● Aim: Your task is to repeat the listing exactly.

Records from a point labeling set
Start

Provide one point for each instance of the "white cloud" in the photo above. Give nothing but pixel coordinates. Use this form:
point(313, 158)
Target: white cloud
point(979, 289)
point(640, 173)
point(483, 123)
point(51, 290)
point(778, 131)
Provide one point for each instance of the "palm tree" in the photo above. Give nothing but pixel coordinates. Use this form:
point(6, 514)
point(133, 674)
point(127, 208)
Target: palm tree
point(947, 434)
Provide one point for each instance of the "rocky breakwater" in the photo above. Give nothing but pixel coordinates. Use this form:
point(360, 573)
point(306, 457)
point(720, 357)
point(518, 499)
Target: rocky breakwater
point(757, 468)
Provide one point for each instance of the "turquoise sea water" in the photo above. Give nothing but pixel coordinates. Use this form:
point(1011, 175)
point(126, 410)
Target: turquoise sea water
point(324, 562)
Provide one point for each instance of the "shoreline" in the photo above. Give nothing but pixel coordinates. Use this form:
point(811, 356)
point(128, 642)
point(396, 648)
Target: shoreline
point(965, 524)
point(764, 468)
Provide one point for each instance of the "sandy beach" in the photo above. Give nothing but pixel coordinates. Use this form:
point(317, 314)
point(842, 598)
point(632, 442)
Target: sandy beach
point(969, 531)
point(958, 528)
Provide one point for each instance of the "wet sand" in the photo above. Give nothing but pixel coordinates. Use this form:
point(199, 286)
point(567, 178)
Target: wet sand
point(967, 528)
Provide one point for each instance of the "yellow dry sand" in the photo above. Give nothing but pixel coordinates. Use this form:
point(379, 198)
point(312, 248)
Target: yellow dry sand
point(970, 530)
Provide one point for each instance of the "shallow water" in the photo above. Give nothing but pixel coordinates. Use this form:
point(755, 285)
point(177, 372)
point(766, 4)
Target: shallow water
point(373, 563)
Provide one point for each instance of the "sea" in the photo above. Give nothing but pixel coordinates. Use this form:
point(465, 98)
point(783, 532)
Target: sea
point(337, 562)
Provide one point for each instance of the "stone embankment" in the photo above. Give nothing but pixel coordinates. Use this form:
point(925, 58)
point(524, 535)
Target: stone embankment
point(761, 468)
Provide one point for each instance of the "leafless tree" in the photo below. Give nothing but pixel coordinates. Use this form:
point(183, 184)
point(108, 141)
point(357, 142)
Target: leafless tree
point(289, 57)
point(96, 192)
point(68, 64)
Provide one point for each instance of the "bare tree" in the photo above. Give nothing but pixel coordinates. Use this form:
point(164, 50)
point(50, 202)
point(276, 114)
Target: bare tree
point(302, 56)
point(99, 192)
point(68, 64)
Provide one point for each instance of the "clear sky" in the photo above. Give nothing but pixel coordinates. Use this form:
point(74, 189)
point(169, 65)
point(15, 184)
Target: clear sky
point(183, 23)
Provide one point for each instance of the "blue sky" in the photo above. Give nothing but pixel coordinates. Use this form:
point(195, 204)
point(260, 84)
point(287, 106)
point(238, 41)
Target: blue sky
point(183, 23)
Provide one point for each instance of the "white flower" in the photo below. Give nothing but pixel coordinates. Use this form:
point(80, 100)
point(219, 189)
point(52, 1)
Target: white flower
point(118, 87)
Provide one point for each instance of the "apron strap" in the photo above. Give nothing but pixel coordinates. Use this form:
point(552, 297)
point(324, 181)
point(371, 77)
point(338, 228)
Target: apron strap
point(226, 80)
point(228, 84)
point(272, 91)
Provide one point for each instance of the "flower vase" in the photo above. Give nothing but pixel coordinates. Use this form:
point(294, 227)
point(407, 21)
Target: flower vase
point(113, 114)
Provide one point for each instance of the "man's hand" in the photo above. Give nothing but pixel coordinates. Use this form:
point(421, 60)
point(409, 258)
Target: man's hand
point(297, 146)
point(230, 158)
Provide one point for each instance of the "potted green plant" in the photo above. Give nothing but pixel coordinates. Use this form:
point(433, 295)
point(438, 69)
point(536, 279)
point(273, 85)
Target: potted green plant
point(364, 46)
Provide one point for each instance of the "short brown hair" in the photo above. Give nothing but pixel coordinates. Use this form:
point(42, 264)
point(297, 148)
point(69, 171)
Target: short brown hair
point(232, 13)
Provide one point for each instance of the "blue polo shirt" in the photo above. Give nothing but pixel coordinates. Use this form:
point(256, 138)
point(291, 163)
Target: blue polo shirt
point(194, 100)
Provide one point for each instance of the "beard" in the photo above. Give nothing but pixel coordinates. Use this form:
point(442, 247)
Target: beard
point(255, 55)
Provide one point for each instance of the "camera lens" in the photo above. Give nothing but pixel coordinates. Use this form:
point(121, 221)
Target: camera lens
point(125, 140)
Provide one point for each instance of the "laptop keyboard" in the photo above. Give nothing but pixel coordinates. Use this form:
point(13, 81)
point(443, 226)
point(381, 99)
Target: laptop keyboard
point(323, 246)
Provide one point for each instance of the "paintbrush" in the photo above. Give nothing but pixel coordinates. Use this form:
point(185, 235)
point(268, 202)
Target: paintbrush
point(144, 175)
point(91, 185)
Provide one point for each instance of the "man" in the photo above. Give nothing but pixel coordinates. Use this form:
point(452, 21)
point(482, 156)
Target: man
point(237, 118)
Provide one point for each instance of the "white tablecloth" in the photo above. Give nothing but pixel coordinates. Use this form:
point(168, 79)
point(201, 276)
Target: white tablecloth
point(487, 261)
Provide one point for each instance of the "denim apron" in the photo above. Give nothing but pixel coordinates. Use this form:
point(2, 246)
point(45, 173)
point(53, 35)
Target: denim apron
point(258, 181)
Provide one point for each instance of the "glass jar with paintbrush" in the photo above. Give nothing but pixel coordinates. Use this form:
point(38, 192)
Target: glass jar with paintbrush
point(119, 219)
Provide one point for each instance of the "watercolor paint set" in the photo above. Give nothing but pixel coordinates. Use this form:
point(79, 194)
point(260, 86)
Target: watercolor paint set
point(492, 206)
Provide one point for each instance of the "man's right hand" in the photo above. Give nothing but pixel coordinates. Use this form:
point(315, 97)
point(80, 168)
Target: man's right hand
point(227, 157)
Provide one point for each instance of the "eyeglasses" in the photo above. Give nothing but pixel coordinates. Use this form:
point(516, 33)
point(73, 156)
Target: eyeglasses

End

● Task result:
Provide one point for each instance of the "white cloud" in the photo above. Give nothing but pixel coordinates. Use this form:
point(313, 158)
Target: white cloud
point(979, 289)
point(640, 173)
point(483, 123)
point(51, 290)
point(778, 131)
Provide one point for each instance of the "palm tree" in the photo above. Give nothing but pixel coordinates. Use this form:
point(6, 514)
point(133, 674)
point(127, 208)
Target: palm tree
point(947, 434)
Provide one point for each instance of the "rocky breakwater" in the photo above. Give nothing but pixel coordinates. Use this form:
point(360, 573)
point(306, 457)
point(720, 357)
point(518, 499)
Target: rocky breakwater
point(757, 468)
Provide one point for each instance of the "turquoise sea water" in the photo above. Give nothing but pixel coordinates. Use this form:
point(1011, 175)
point(126, 410)
Target: turquoise sea water
point(324, 562)
Provide one point for each instance of the "shoreline" in the photo above. Give nothing but pixel coordinates. Use this form:
point(811, 356)
point(128, 642)
point(396, 648)
Target: shoreline
point(965, 524)
point(764, 468)
Provide one point for each instance of the "sandy beach" in the photo above. Give nothing but pixel coordinates. Use this form:
point(317, 314)
point(842, 598)
point(632, 442)
Target: sandy beach
point(969, 531)
point(958, 528)
Provide one point for each instance of the "wet sand" in the photo above. Give nothing but pixel coordinates. Use this form:
point(199, 286)
point(567, 178)
Target: wet sand
point(967, 528)
Provide one point for each instance of the "yellow dry sand" in the photo above. Give nothing but pixel coordinates. Use this form:
point(379, 198)
point(312, 248)
Target: yellow dry sand
point(970, 530)
Provide one point for each instance of the "shallow water" in the photo above. Give nothing but pixel coordinates. Use this form:
point(755, 285)
point(177, 372)
point(766, 4)
Target: shallow water
point(373, 563)
Provide one point for each instance of the "sea" in the photo above. Give nothing but pixel coordinates. Use this form:
point(465, 98)
point(783, 532)
Target: sea
point(337, 562)
Provide one point for each instance of the "stone embankment" in the photo above. Give nothing but pixel coordinates. Use this form:
point(925, 58)
point(524, 535)
Target: stone embankment
point(761, 468)
Provide one point for each instance of the "leafless tree" in the photo below. Give nothing but pixel coordinates. Use this form:
point(183, 184)
point(108, 141)
point(357, 142)
Target: leafless tree
point(289, 57)
point(96, 192)
point(68, 64)
Provide one point for each instance of the "bare tree" in the photo above. Give nothing but pixel coordinates. Use this form:
point(164, 50)
point(50, 202)
point(276, 114)
Target: bare tree
point(302, 56)
point(99, 192)
point(68, 64)
Provide one point for each instance of the "clear sky" in the photo above. Give nothing but pixel coordinates. Use this form:
point(74, 189)
point(169, 65)
point(15, 184)
Target: clear sky
point(183, 23)
Provide one point for each instance of the "blue sky" in the photo above. Give nothing but pixel coordinates. Use this form:
point(195, 204)
point(260, 84)
point(287, 106)
point(238, 41)
Target: blue sky
point(183, 23)
Provide one point for each instance of the "white flower" in the photo below. Give nothing but pixel coordinates. Use this form:
point(80, 100)
point(219, 189)
point(52, 1)
Target: white flower
point(118, 87)
Provide one point for each instance of the "apron strap" in the photo above. Give nothing but pixel coordinates. Use this form:
point(552, 297)
point(324, 181)
point(371, 77)
point(338, 228)
Target: apron strap
point(226, 80)
point(228, 84)
point(272, 91)
Provide one point for each instance of the "flower vase" in the photo above. Give nothing but pixel coordinates. Use this form:
point(294, 227)
point(407, 21)
Target: flower vase
point(113, 114)
Provide one point for each instance of the "man's hand" in the photo above. Give nothing but pixel coordinates. Use this form:
point(421, 60)
point(409, 258)
Target: man's hand
point(297, 146)
point(230, 158)
Provide one point for each instance of the "potted green plant" in the photo above. Give nothing but pixel coordinates. Use this form:
point(433, 295)
point(438, 69)
point(536, 279)
point(273, 85)
Target: potted green plant
point(364, 46)
Provide one point for each instance of the "short brown hair" in the photo above. Give nothing but pixel coordinates. Use this form:
point(42, 264)
point(297, 148)
point(69, 171)
Target: short brown hair
point(232, 13)
Provide one point for each instance of the "blue polo shirt" in the photo above. Give nothing but pixel coordinates. Use this form:
point(256, 138)
point(291, 163)
Target: blue polo shirt
point(194, 100)
Provide one point for each instance of the "beard" in the photo above. Give nothing but pixel coordinates. Use this form:
point(442, 247)
Target: beard
point(255, 55)
Provide one point for each instance of the "camera lens" in the photo above. Give nothing but pixel coordinates. Use this form:
point(121, 221)
Target: camera lens
point(125, 140)
Provide one point for each instance of the "laptop keyboard" in the photo above. Give nothing but pixel coordinates. Use this form:
point(13, 81)
point(443, 226)
point(381, 99)
Target: laptop keyboard
point(323, 246)
Provide one point for each instance of the "paintbrush" in the photo above. Give nothing but pixel coordinates. Use this form:
point(185, 235)
point(268, 202)
Target: paintbrush
point(144, 175)
point(91, 185)
Provide one point for each instance of the "man" in the photo above. Give nothing but pixel coordinates. Use this form:
point(452, 21)
point(482, 156)
Target: man
point(237, 118)
Provide one point for each instance of the "white tablecloth" in the photo above. Give nothing but pixel coordinates. Use this form:
point(168, 79)
point(201, 276)
Target: white tablecloth
point(487, 261)
Provide one point for each instance of the "denim apron" in the photo above. Give nothing but pixel coordinates. Use this form:
point(2, 246)
point(45, 173)
point(53, 35)
Target: denim apron
point(258, 181)
Provide one point for each instance of the "glass jar with paintbrush" in the photo above. Give nothing but pixel coordinates. Use this form:
point(38, 192)
Target: glass jar with paintbrush
point(119, 219)
Provide one point for each instance of the "watercolor paint set" in the photo above. Give nothing but pixel coordinates. Use this form:
point(79, 194)
point(260, 86)
Target: watercolor paint set
point(492, 206)
Provide one point for each instance of the "man's right hand" in the photo above. Give nothing but pixel coordinates. Use this form:
point(315, 97)
point(80, 168)
Target: man's right hand
point(227, 157)
Provide one point for each instance of the "eyeglasses" in the photo above. Give nothing but pixel coordinates. Use this form:
point(516, 33)
point(73, 156)
Target: eyeglasses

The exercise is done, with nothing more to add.